◆ Problem details ◆
Begin with the line holding "Practice step: locate the concrete", then print every line after it through the end of the data, exactly and with nothing added.

_ _ _ _ _

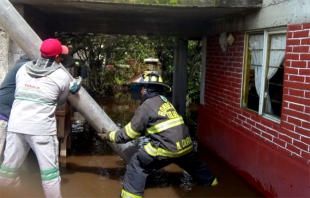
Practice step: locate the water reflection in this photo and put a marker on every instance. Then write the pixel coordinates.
(92, 169)
(171, 181)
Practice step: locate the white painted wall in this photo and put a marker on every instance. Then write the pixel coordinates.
(274, 13)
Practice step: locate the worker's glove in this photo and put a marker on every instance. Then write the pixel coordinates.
(75, 85)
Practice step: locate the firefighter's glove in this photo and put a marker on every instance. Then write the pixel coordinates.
(109, 136)
(75, 85)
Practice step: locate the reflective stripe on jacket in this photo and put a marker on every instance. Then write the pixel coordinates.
(157, 119)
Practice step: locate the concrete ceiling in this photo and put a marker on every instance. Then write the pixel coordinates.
(183, 18)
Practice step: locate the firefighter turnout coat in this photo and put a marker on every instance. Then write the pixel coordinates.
(157, 119)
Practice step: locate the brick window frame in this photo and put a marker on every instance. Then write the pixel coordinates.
(263, 58)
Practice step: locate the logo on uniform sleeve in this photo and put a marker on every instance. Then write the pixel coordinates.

_ _ _ _ _

◆ Solution ◆
Practice step: locate the concrete ceiling in this photo and put a marker on every instance. Then write the pixel coordinates.
(183, 18)
Practice step: locate the firefighter turnout coat in this photo and put a marker on every instance. Then write the pixel coordinates.
(157, 119)
Practice step: locate the brick window frame in this photo and put a marker on every instance. Then write the pixel coordinates.
(263, 58)
Practice step: locate the logo on uniform sleeve in this photo and put a marker on every instance. Then write the pixel coordinates.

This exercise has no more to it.